◆ Activity:
Without leaving anything out, print every line of the data.

****************

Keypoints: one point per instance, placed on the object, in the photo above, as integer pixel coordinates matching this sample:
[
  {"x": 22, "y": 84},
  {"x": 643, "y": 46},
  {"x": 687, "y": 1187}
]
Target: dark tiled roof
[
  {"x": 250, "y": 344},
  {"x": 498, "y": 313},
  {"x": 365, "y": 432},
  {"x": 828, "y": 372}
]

****************

◆ Exercise response:
Keypoints: one point per instance, placed on the object, in the photo above, as integer pixel coordinates matching this sample:
[
  {"x": 22, "y": 84},
  {"x": 643, "y": 46},
  {"x": 687, "y": 1187}
]
Target: dark tiled roof
[
  {"x": 250, "y": 344},
  {"x": 498, "y": 313},
  {"x": 365, "y": 432},
  {"x": 828, "y": 372}
]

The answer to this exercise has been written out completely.